Data items:
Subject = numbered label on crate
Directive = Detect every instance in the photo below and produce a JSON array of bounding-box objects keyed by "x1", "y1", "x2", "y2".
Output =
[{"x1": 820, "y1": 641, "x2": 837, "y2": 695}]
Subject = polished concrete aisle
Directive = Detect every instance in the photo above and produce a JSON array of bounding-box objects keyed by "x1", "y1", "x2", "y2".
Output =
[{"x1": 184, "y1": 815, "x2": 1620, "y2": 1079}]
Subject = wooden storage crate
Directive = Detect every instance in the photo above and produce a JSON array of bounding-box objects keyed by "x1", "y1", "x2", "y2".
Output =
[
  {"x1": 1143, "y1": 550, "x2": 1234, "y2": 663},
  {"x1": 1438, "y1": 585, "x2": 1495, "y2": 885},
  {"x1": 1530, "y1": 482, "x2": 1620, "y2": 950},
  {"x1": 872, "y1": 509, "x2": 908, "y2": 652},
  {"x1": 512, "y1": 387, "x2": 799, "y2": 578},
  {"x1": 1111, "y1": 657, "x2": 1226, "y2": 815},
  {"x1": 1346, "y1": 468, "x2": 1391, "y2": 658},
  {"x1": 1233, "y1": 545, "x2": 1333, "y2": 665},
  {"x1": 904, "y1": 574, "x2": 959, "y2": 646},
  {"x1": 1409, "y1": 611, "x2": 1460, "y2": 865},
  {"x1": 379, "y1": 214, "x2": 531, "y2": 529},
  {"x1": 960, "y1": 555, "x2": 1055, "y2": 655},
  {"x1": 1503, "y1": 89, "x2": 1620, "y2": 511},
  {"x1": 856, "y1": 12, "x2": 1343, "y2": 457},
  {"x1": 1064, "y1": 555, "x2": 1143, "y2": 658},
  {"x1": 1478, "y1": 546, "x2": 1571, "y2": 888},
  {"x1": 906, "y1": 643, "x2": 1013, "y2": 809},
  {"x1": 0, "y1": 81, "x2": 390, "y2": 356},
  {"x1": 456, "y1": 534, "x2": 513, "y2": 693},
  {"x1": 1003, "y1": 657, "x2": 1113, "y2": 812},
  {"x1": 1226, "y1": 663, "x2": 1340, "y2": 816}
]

TRY IT: Using the records above, output exactly the lines from the first through the line that contains "Subject = polished concrete aisle", with both of those included.

EXERCISE ANSWER:
Subject = numbered label on crate
Directive = Detect every instance in the photo below and produce a JSON array of bounding-box objects keyed by "x1", "y1", "x2", "y2".
Output =
[{"x1": 820, "y1": 641, "x2": 837, "y2": 695}]
Subject = polished concrete aisle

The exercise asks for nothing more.